Records provided below:
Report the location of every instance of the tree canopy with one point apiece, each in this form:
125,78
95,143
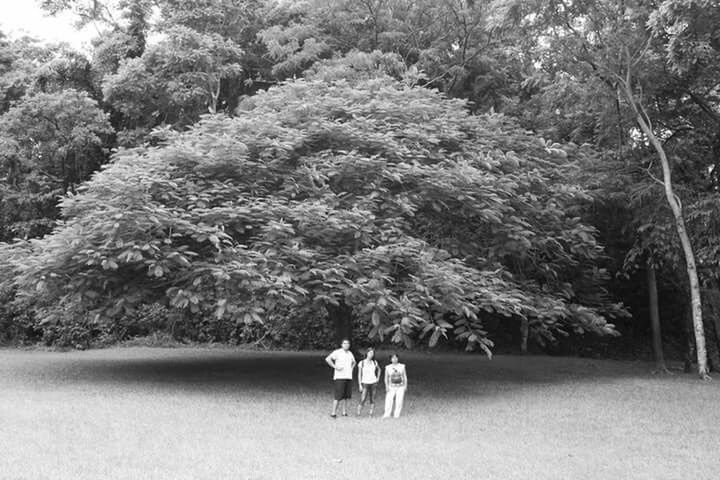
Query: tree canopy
364,191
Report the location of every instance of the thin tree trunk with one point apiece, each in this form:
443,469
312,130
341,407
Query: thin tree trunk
524,333
655,321
644,122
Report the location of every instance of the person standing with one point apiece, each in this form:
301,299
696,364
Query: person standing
395,386
342,361
368,378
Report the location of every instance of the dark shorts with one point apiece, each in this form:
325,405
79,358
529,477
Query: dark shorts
369,390
343,389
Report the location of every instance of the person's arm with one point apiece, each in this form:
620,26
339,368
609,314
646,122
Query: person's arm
330,360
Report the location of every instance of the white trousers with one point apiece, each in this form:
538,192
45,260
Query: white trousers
398,395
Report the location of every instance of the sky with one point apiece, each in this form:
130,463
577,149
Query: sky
25,17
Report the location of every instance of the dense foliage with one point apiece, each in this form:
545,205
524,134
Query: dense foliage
390,199
358,190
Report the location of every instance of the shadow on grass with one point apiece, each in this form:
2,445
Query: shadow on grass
223,370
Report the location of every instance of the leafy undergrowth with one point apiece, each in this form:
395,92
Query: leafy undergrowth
223,413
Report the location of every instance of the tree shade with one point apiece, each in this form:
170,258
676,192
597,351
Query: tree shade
362,193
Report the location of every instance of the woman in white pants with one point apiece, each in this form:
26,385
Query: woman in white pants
395,386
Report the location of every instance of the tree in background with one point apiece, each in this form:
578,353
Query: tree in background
612,43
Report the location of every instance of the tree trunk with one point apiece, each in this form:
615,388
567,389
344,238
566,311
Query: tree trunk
655,321
524,333
674,201
341,317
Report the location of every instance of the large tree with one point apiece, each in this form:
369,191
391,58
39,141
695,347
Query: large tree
387,206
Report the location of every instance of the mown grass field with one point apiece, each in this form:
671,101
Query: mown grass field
142,413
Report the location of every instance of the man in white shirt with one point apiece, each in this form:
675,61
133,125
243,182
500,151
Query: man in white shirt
342,361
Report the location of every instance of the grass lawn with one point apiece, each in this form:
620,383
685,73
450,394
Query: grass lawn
142,413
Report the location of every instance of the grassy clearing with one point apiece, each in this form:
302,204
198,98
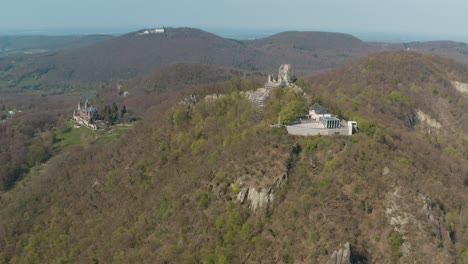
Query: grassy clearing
84,136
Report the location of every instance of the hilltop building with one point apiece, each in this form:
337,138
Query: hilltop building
86,114
284,77
321,122
152,31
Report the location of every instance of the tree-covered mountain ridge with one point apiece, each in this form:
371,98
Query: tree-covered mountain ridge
134,55
167,191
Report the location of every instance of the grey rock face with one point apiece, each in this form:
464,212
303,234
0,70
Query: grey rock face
342,255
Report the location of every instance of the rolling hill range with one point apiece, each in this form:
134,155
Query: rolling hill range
134,55
40,44
170,190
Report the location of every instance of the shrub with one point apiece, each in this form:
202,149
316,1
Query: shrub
396,240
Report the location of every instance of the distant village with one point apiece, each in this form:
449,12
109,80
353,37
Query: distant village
88,116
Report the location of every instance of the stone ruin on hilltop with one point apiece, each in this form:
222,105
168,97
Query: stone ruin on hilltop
284,77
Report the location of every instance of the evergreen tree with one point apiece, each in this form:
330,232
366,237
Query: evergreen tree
114,112
123,111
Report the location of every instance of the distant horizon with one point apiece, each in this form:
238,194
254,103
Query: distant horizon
235,33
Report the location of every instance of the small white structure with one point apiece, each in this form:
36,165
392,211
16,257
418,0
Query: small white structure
321,122
316,111
152,31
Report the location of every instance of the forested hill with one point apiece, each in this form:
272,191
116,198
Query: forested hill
167,192
134,55
40,44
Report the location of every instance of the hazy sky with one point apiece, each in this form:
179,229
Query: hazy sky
445,18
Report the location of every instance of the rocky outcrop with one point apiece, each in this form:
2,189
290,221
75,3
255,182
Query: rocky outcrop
437,222
342,255
461,87
427,120
257,198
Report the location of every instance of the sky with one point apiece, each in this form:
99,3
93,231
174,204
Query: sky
443,19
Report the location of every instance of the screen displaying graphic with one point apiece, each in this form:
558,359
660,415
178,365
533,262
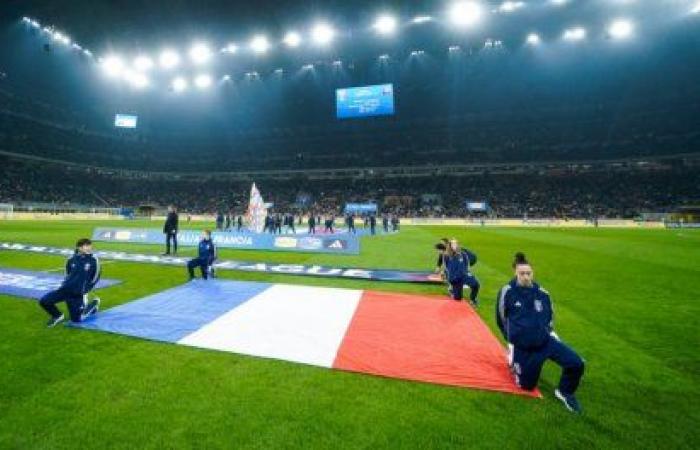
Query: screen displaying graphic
125,121
366,101
477,206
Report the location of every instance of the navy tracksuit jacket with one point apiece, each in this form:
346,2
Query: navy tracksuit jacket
207,256
458,274
525,317
82,274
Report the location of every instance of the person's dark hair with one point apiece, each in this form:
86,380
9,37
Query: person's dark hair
82,242
520,259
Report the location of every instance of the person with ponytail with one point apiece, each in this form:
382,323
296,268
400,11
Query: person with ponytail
524,315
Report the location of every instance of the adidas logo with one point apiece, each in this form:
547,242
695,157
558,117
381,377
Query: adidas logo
336,244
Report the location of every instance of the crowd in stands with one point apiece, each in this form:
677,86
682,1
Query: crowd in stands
543,193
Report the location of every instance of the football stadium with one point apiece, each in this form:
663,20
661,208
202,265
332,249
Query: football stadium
349,224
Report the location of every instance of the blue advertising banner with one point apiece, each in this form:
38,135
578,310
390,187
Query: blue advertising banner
288,269
361,208
322,243
30,284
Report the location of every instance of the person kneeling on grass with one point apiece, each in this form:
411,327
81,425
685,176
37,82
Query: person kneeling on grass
206,258
525,317
82,274
457,262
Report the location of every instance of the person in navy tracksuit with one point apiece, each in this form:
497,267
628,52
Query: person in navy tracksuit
206,256
82,274
525,317
457,263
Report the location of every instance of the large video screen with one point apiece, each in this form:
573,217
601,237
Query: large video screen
365,101
125,121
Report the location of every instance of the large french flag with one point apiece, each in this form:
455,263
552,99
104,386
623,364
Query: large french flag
410,337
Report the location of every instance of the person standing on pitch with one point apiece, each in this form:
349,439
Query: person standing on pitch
206,256
170,229
524,315
350,222
458,263
312,224
82,274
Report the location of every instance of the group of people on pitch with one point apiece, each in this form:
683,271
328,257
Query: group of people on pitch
524,311
525,317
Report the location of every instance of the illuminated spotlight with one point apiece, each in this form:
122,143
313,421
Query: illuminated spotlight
259,44
421,19
112,66
200,54
385,24
621,29
292,39
533,39
179,84
230,48
507,7
62,38
322,34
575,34
202,81
465,14
143,63
169,59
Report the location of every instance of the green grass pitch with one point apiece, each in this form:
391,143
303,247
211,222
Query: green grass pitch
626,300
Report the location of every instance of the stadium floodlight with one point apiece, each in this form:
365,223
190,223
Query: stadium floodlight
169,59
292,39
385,24
533,39
575,34
231,48
200,53
509,6
143,63
322,34
112,66
466,13
179,84
259,44
60,37
202,81
621,29
421,19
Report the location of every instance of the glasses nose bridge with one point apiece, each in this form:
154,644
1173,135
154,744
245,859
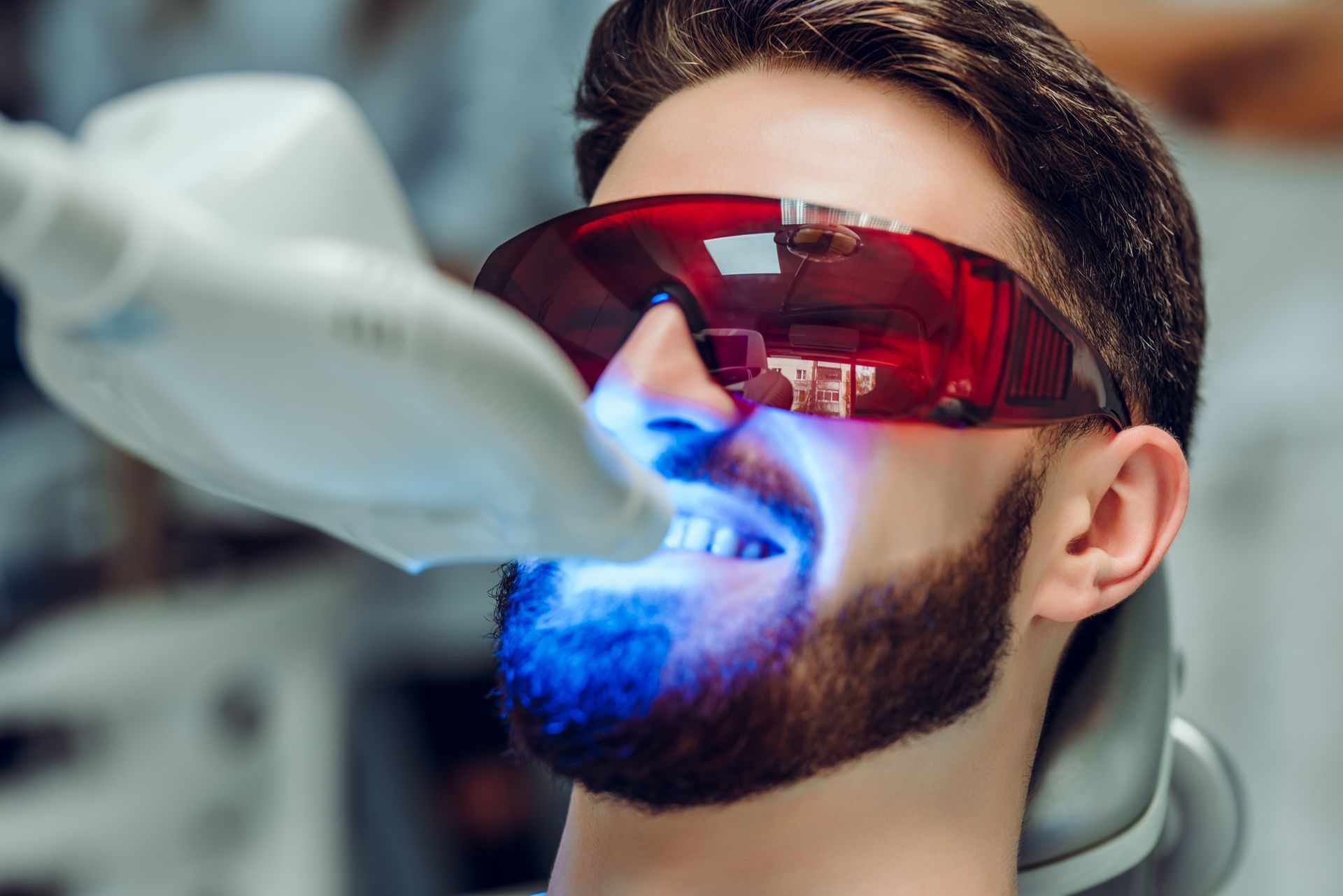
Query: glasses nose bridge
657,387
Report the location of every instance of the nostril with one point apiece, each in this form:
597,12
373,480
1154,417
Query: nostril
671,425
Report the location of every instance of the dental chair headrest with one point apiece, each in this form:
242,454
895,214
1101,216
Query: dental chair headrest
1099,765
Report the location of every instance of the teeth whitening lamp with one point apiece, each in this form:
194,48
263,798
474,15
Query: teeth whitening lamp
222,277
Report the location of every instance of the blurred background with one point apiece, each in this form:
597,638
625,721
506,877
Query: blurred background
253,688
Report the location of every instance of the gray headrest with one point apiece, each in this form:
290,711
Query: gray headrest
1097,766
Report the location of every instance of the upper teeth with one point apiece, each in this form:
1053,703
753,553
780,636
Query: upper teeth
699,534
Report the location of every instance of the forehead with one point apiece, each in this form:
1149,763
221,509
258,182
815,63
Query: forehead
836,141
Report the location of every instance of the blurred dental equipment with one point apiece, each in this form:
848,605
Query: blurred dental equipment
220,276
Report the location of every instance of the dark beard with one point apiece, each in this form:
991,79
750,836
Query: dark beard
899,659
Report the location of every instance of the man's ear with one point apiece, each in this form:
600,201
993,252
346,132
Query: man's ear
1123,500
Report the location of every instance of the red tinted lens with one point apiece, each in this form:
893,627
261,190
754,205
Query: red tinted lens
856,315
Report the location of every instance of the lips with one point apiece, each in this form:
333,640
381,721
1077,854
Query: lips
705,535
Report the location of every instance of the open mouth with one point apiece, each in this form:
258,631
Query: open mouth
703,535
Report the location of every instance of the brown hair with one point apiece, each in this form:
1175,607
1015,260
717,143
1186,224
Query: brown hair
1114,241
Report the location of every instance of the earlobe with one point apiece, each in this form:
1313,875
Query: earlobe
1125,499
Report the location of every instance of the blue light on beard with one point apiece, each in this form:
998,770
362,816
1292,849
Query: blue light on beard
586,675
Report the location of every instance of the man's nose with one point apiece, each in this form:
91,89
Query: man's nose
657,391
End of Records provided.
- _How to complete this task_: Write out the lines of the material above exactly, from its first line through the line that contains "Report the location of every instance of the person's arm", so that no picture appears in the copy.

- _Your response_:
Report the location of every instance of the tree canopy with one point apiece, each in this form:
125,78
95,143
Query: tree canopy
364,191
Report the location of every instance of the thin tree trunk with one point apiece, each in this form:
443,469
312,130
341,407
Query: thin tree trunk
524,333
655,321
644,122
Report the location of every instance of the person standing with one point apiece, each in this form:
301,299
696,364
Query: person standing
395,386
342,361
368,378
Report the location of every instance of the dark shorts with one point apiece, each in this form:
325,405
79,358
529,477
Query: dark shorts
369,390
343,389
Report the location of every instance of the person's arm with one point apiece, each in this form:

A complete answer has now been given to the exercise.